--- TEXT ---
========================================================================

CLI Reference

Command-line interface reference for SQL Identity Resolution runners.

DuckDB CLI

Usage

python sql/duckdb/idr_run.py [OPTIONS]

Options

Option	Type	Default	Description
`--db`	STRING	Required	Path to DuckDB database file
`--run-mode`	ENUM	`INCR`	`FULL` or `INCR`
`--max-iters`	INT	`30`	Max label propagation iterations
`--dry-run`	FLAG	`False`	Preview mode (no commits)

Examples

# Full run
python sql/duckdb/idr_run.py --db=idr.duckdb --run-mode=FULL

# Incremental run
python sql/duckdb/idr_run.py --db=idr.duckdb --run-mode=INCR

# Dry run
python sql/duckdb/idr_run.py --db=idr.duckdb --run-mode=FULL --dry-run

# Custom max iterations
python sql/duckdb/idr_run.py --db=idr.duckdb --max-iters=50

Exit Codes

Code	Meaning
`0`	Success
`1`	Error

BigQuery CLI

Usage

python sql/bigquery/idr_run.py [OPTIONS]

Options

Option	Type	Default	Description
`--project`	STRING	Required	GCP project ID
`--run-mode`	ENUM	`INCR`	`FULL` or `INCR`
`--max-iters`	INT	`30`	Max label propagation iterations
`--dry-run`	FLAG	`False`	Preview mode (no commits)

========================================================================

--- DATA ---
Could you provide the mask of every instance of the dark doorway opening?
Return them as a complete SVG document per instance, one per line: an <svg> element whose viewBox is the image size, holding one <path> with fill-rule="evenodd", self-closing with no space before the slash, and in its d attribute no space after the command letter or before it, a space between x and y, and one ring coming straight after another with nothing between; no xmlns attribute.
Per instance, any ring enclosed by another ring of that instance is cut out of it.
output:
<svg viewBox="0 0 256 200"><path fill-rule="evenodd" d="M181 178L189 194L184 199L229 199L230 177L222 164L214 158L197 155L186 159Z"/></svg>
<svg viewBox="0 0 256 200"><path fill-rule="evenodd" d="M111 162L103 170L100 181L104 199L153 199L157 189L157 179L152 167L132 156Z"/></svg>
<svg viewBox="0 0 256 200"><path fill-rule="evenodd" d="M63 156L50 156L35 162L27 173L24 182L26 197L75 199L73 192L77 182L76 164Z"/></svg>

========================================================================

--- JOB 1 ---
In the CLI reference, what is the default value of the `--max-iters` option for the DuckDB runner?
--- JOB 2 ---
Pick up the CLI reference after its final line and keep writing it.

--- EXPECTED ANSWER 1 ---
30

--- EXPECTED ANSWER 2 ---
Environment Variables

Variable	Description
`GOOGLE_APPLICATION_CREDENTIALS`	Path to service account JSON

Examples

# Set credentials
export GOOGLE_APPLICATION_CREDENTIALS=/path/to/service-account.json

# Full run
python sql/bigquery/idr_run.py --project=my-project --run-mode=FULL

# Dry run
python sql/bigquery/idr_run.py --project=my-project --dry-run

Snowflake Stored Procedure

Signature

CALL idr_run(
    RUN_MODE VARCHAR,      -- 'FULL' or 'INCR'
    MAX_ITERS INT,         -- Max iterations (e.g., 30)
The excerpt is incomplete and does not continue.